— REQUEST —
Quote, word for word, the line containing "In this photo, where can the blurred person's" and all lines that follow it to the end of the records, with no pictures.

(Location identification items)
★ ★ ★

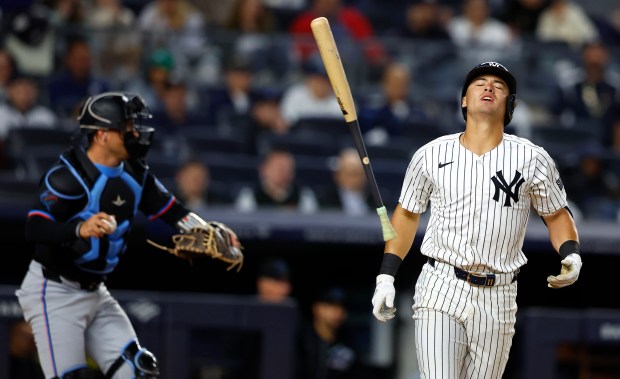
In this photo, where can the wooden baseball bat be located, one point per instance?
(335, 71)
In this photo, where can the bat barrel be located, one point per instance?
(361, 149)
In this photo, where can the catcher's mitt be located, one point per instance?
(213, 240)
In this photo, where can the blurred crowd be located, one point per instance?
(244, 111)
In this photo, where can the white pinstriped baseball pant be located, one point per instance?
(462, 331)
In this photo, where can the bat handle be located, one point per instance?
(386, 226)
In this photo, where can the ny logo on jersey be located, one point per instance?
(501, 184)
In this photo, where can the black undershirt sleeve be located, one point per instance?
(42, 230)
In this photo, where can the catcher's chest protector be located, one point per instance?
(111, 190)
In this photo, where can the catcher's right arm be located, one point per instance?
(211, 239)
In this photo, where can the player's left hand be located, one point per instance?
(571, 266)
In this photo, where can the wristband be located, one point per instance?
(390, 264)
(569, 247)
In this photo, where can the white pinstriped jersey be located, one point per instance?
(480, 205)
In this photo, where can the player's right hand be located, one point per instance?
(98, 225)
(383, 298)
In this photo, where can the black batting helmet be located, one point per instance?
(112, 110)
(494, 68)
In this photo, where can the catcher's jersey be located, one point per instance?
(480, 205)
(73, 190)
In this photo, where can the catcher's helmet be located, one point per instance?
(494, 68)
(113, 110)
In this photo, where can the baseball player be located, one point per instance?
(482, 184)
(86, 208)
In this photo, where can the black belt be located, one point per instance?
(88, 285)
(476, 279)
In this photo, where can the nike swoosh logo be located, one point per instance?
(118, 201)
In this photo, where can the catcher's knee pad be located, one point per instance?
(142, 361)
(83, 373)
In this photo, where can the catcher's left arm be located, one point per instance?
(199, 238)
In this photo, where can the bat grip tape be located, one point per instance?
(568, 247)
(390, 264)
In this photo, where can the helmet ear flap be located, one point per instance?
(511, 104)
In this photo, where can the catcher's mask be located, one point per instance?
(494, 68)
(113, 111)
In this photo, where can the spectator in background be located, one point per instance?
(350, 193)
(75, 81)
(158, 73)
(23, 358)
(313, 97)
(267, 115)
(22, 108)
(478, 34)
(67, 13)
(350, 27)
(30, 38)
(173, 24)
(565, 21)
(277, 188)
(193, 187)
(8, 70)
(522, 16)
(392, 110)
(608, 27)
(325, 349)
(254, 26)
(117, 44)
(421, 21)
(592, 187)
(236, 97)
(591, 94)
(273, 282)
(176, 114)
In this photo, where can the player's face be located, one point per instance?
(116, 140)
(487, 95)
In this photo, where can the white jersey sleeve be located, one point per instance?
(417, 185)
(547, 190)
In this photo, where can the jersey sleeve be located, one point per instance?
(158, 202)
(417, 185)
(548, 193)
(60, 198)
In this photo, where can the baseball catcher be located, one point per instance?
(80, 222)
(212, 239)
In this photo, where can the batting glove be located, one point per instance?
(571, 265)
(383, 298)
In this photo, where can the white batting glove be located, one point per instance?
(383, 298)
(571, 265)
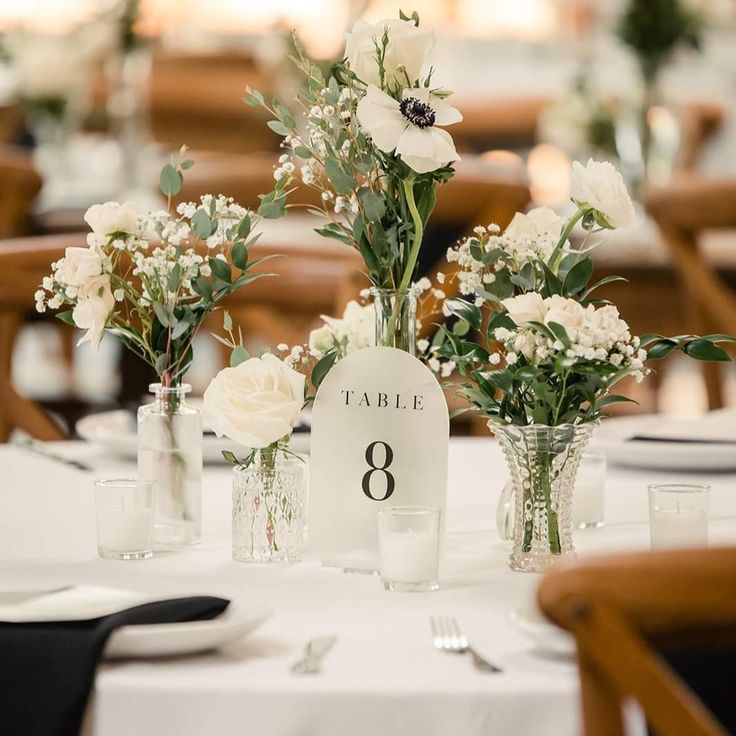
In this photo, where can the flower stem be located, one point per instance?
(411, 262)
(555, 258)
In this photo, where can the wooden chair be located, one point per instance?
(683, 211)
(20, 184)
(629, 615)
(197, 99)
(315, 278)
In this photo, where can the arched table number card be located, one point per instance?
(380, 432)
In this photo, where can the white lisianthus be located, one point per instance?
(112, 217)
(78, 266)
(566, 312)
(257, 403)
(526, 308)
(410, 127)
(600, 187)
(535, 224)
(405, 55)
(95, 301)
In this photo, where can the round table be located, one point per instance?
(383, 675)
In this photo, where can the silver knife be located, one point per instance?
(315, 651)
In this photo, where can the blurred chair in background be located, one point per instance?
(684, 211)
(315, 278)
(659, 629)
(198, 100)
(23, 263)
(20, 184)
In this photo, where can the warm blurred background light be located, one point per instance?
(94, 94)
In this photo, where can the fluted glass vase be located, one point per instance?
(269, 514)
(543, 463)
(396, 318)
(170, 455)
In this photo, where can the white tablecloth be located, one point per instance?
(383, 676)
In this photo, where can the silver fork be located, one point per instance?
(447, 637)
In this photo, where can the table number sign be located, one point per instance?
(380, 430)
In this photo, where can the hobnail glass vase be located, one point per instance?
(396, 318)
(269, 515)
(170, 455)
(543, 463)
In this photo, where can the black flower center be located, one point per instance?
(416, 112)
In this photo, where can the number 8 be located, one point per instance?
(390, 480)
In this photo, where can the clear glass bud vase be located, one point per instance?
(396, 318)
(269, 514)
(170, 455)
(543, 463)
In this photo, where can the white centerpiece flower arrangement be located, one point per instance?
(257, 402)
(151, 279)
(543, 365)
(370, 139)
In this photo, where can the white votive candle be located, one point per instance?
(408, 548)
(588, 501)
(678, 515)
(125, 518)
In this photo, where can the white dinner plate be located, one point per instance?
(115, 431)
(542, 633)
(189, 637)
(613, 439)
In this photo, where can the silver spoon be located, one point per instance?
(314, 652)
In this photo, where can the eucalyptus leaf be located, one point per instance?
(170, 181)
(238, 356)
(322, 367)
(466, 311)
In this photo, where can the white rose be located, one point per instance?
(321, 340)
(112, 217)
(526, 307)
(78, 266)
(359, 323)
(406, 51)
(256, 403)
(356, 329)
(94, 304)
(566, 312)
(600, 187)
(535, 224)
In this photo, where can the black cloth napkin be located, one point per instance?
(47, 669)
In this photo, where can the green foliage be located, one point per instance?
(655, 29)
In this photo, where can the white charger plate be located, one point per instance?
(115, 432)
(190, 637)
(612, 438)
(530, 622)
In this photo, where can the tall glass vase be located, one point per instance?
(269, 512)
(396, 318)
(170, 455)
(543, 463)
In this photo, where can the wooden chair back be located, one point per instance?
(20, 184)
(683, 211)
(197, 99)
(315, 278)
(624, 612)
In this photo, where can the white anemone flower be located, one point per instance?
(410, 127)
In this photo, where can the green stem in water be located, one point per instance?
(411, 262)
(416, 244)
(556, 257)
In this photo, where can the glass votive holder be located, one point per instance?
(678, 515)
(588, 501)
(124, 518)
(409, 548)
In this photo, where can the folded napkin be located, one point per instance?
(47, 666)
(716, 427)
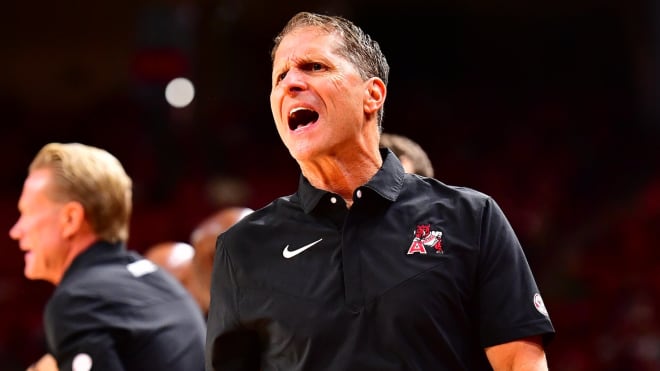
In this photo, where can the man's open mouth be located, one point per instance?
(300, 117)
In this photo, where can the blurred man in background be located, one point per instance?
(412, 156)
(111, 308)
(203, 239)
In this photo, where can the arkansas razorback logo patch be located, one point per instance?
(425, 237)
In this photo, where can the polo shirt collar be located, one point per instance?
(387, 183)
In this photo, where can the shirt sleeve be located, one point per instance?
(510, 303)
(229, 344)
(79, 338)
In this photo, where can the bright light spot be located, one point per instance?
(179, 92)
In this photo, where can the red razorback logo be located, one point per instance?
(425, 237)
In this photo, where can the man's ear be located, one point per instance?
(375, 95)
(72, 218)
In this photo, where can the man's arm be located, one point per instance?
(525, 354)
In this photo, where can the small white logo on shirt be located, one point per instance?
(141, 267)
(291, 253)
(539, 305)
(82, 362)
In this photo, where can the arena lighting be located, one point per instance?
(179, 92)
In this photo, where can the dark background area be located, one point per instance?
(550, 107)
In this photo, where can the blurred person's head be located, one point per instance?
(73, 196)
(413, 158)
(175, 257)
(203, 239)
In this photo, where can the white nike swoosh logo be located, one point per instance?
(291, 253)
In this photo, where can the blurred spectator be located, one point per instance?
(203, 239)
(412, 156)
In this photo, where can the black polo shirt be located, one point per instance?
(116, 311)
(416, 275)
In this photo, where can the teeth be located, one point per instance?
(293, 111)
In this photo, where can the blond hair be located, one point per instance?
(94, 178)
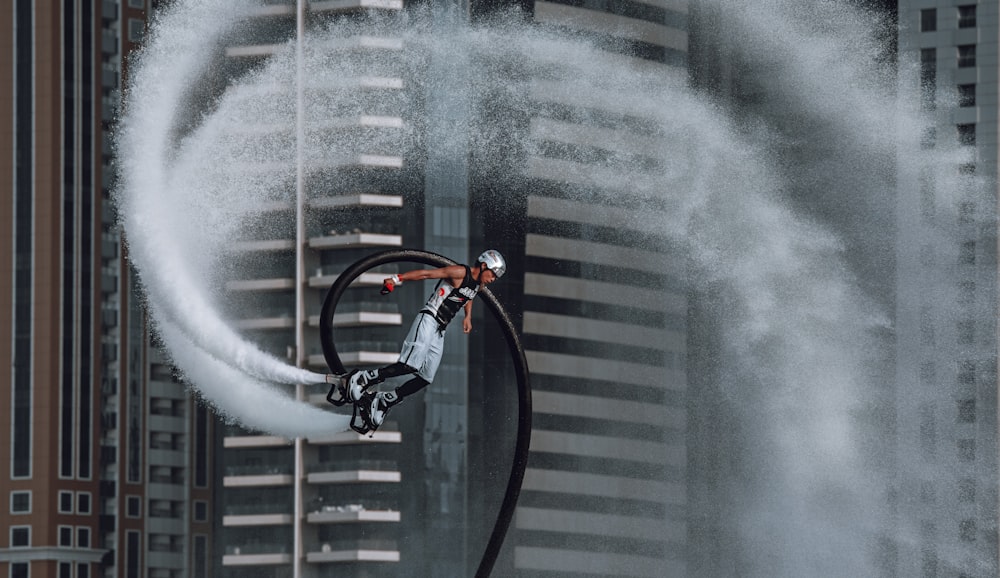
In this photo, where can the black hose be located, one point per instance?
(520, 462)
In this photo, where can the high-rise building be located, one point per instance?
(105, 464)
(605, 491)
(947, 294)
(602, 302)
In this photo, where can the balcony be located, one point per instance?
(356, 201)
(283, 321)
(269, 514)
(355, 240)
(252, 441)
(279, 284)
(368, 279)
(257, 476)
(351, 514)
(264, 245)
(352, 438)
(355, 5)
(365, 313)
(356, 471)
(257, 555)
(361, 353)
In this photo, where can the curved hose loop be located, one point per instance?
(520, 462)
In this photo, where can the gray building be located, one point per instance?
(947, 293)
(108, 471)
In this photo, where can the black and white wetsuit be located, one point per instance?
(424, 344)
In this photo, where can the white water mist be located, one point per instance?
(797, 250)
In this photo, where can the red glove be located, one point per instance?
(389, 284)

★ ★ ★

— FINAL RESULT —
In this photo, where can the blurred person's head be located, one point per instance?
(73, 196)
(413, 158)
(175, 257)
(203, 239)
In this photo, where can the white nike swoosh logo be located, one point per instance?
(291, 253)
In this photo, where can the blurred spectator be located, one point per instance?
(203, 239)
(412, 156)
In this photo, where can the black polo shirt be located, one point per instance?
(116, 311)
(416, 275)
In this photo, where can the teeth be located, one point per instance?
(293, 111)
In this photo, where can the blond hair be located, one point per instance?
(94, 178)
In this photo, where can the black hose be located, one point per instance?
(520, 462)
In this photo, where can the high-rise building be located, one point per instance?
(105, 464)
(605, 491)
(947, 294)
(602, 302)
In this photo, where can the balcony be located, one point per instance?
(356, 201)
(283, 321)
(269, 514)
(355, 240)
(252, 441)
(279, 284)
(368, 279)
(257, 476)
(351, 514)
(264, 245)
(352, 438)
(355, 5)
(365, 313)
(356, 471)
(257, 555)
(361, 353)
In this photo, where can the curved hose loop be located, one point per instance?
(520, 462)
In this photo, where can the gray building be located, one point per instance?
(947, 293)
(108, 471)
In this photo, where can the black and white wetsuit be located, one point per instance?
(424, 344)
In this photo, where can the white water mist be located, one point per instance?
(797, 250)
In this photo, where can the red glove be located, one point per instance?
(389, 284)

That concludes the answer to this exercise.